→ **What to work on**: Lines from the one containing "hey can you find the man's" to the end of the data below are to be restated exactly, with both ends included and nothing else.

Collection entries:
Content starts

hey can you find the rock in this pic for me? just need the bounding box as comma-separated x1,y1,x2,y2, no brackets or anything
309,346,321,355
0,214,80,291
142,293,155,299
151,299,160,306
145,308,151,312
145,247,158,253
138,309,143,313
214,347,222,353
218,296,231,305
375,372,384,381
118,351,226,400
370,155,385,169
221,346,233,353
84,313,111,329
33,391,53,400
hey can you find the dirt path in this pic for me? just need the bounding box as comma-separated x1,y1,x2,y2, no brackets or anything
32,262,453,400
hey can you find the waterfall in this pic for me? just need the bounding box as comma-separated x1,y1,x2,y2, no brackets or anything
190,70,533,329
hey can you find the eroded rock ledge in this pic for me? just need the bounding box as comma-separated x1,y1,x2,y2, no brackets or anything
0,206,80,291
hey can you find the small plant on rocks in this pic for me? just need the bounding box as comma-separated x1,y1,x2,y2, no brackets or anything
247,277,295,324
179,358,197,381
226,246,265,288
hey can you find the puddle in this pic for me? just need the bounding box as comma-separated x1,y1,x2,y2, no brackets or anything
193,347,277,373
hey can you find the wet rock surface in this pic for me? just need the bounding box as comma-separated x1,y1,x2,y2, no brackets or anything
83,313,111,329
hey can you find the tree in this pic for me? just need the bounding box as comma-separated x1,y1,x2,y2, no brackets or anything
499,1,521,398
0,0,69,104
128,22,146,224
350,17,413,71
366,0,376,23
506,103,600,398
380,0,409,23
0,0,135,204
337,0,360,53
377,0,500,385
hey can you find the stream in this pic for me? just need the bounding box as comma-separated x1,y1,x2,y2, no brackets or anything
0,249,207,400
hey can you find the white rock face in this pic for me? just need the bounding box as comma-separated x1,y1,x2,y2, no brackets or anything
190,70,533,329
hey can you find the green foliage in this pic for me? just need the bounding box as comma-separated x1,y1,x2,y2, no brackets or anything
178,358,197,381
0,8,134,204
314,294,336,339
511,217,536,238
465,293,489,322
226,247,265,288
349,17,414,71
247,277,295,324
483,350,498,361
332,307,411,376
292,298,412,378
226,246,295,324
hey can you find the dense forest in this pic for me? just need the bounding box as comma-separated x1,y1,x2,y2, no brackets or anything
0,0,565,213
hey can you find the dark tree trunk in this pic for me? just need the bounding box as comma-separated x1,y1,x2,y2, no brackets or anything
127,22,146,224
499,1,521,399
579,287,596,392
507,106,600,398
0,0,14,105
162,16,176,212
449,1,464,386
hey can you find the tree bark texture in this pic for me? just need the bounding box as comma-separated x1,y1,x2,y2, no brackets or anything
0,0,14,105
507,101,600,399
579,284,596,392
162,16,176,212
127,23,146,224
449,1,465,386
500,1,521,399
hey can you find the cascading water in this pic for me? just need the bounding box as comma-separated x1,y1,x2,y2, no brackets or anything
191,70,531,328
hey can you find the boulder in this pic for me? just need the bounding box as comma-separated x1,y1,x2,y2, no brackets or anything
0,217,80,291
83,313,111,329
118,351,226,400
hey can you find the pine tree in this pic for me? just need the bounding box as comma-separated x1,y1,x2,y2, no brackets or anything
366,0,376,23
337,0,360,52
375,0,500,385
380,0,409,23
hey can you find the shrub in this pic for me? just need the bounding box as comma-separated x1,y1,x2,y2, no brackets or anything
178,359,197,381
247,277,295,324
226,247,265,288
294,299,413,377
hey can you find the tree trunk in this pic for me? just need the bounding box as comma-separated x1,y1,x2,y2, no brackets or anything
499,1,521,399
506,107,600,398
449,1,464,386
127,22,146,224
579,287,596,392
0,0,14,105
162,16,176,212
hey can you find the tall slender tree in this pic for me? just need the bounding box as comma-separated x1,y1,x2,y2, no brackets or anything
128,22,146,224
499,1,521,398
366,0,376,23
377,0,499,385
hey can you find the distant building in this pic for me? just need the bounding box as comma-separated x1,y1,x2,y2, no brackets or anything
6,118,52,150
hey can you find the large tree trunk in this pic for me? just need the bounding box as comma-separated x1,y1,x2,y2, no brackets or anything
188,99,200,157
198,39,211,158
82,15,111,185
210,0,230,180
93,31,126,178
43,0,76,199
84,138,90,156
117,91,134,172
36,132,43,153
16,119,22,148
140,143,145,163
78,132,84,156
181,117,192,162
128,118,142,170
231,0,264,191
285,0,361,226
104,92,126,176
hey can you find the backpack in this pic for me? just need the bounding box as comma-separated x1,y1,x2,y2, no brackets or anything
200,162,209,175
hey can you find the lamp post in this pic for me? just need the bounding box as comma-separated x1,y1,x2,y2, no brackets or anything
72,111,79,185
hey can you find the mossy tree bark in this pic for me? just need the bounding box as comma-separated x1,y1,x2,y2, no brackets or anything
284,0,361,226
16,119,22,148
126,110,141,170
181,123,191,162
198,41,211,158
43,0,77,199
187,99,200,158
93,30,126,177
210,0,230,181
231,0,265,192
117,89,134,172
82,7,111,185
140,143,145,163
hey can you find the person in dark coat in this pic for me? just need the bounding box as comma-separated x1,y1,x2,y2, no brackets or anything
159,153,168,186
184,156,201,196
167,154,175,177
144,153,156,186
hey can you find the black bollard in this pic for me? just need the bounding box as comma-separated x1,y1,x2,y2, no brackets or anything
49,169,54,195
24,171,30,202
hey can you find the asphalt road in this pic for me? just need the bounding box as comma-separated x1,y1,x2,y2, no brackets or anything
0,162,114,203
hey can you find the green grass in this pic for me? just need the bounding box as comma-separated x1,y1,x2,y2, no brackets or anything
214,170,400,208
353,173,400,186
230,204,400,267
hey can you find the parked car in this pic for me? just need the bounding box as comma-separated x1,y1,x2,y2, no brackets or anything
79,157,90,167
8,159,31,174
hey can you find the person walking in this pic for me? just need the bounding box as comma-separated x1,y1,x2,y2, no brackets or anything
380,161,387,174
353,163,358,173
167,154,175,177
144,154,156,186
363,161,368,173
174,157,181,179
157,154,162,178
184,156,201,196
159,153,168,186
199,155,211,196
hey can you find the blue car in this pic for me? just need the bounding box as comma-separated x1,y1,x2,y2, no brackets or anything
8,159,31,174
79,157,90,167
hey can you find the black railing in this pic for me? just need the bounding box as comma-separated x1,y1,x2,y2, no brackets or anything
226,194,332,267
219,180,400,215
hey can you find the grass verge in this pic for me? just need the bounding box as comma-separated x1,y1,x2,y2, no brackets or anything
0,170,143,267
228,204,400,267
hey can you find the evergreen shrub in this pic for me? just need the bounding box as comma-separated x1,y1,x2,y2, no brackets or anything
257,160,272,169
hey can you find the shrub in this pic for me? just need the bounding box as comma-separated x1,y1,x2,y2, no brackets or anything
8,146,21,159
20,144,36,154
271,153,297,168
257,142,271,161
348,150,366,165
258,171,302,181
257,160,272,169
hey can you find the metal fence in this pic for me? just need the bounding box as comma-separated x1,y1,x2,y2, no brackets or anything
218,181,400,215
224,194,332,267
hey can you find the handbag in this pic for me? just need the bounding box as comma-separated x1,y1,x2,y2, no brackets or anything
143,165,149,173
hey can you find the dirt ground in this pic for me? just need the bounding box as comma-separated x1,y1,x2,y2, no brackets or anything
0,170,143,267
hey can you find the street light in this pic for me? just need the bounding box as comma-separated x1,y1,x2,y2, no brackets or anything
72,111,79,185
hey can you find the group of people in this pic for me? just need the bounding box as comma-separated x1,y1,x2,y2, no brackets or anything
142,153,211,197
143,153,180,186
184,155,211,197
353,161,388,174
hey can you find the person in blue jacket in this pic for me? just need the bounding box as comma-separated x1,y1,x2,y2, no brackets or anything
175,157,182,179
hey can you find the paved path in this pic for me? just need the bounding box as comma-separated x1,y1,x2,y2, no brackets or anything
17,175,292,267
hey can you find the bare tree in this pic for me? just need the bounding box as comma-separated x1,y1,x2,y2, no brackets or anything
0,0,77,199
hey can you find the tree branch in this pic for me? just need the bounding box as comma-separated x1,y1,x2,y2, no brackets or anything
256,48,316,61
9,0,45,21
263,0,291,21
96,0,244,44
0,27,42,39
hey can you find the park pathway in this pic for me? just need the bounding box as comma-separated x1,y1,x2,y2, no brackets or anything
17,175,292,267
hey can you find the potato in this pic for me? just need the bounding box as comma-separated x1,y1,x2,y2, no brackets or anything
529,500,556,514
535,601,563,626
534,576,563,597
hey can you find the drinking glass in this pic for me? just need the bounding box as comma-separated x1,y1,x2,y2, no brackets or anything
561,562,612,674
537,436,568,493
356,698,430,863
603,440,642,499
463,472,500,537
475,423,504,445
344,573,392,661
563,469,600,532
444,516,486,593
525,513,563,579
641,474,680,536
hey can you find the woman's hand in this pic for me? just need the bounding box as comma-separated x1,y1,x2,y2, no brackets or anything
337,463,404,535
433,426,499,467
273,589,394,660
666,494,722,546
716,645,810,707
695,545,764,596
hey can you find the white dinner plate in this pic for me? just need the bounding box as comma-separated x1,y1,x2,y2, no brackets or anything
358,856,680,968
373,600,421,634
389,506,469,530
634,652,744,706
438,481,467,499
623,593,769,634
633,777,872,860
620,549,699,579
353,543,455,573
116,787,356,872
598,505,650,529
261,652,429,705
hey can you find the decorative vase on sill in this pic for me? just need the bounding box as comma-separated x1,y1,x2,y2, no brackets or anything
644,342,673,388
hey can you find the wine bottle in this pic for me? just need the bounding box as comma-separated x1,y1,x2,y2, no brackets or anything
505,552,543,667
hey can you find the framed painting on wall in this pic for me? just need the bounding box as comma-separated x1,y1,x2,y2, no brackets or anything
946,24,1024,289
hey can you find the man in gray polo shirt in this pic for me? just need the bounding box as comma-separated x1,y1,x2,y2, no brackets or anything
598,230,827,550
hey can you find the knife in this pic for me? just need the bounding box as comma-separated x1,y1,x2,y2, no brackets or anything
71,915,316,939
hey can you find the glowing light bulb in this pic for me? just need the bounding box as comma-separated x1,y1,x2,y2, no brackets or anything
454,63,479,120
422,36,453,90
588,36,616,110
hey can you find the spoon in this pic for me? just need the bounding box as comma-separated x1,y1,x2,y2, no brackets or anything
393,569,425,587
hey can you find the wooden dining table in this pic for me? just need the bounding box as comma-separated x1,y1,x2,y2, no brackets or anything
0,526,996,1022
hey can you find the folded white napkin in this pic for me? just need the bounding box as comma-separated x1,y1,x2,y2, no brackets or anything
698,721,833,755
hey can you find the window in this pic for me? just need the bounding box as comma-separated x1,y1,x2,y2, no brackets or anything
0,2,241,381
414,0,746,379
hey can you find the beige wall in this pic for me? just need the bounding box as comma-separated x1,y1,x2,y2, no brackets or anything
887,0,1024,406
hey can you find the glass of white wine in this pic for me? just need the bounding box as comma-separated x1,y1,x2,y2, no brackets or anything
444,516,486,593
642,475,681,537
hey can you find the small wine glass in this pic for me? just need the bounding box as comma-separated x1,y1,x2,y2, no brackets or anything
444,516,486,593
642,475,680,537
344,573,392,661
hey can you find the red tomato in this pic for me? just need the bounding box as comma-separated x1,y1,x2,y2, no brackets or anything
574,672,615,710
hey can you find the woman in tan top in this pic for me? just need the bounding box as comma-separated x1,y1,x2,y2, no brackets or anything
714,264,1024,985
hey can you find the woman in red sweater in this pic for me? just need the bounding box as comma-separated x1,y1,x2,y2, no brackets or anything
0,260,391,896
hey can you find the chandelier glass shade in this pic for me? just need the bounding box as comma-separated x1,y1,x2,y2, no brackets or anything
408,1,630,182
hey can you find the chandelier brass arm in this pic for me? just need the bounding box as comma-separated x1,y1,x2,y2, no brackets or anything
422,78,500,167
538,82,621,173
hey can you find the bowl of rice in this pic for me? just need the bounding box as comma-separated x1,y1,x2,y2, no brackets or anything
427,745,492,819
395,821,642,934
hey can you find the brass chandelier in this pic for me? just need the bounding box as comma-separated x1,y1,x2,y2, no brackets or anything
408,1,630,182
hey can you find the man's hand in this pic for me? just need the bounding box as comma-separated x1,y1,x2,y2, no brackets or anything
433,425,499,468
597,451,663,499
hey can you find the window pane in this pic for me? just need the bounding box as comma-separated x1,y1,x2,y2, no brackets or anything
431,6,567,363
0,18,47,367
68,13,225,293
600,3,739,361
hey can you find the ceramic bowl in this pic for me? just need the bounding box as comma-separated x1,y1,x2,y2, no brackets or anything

Content ends

→ **Result**:
hey can you find the man's hand in this pic for me? just need the bounding box as comma-separated x1,y1,x2,y2, no brackets or anything
433,425,499,468
597,451,663,499
hey can you find the window pane in this pic for me? just need the bounding box as comma-separated x1,y1,x2,y2, no brackets or anything
431,6,567,363
0,18,47,367
68,13,225,293
600,3,739,361
hey can you find the ceramic bowl in this pic for me? just need the bounding box as comma-separated x1,y1,x2,y2, no brackets or anything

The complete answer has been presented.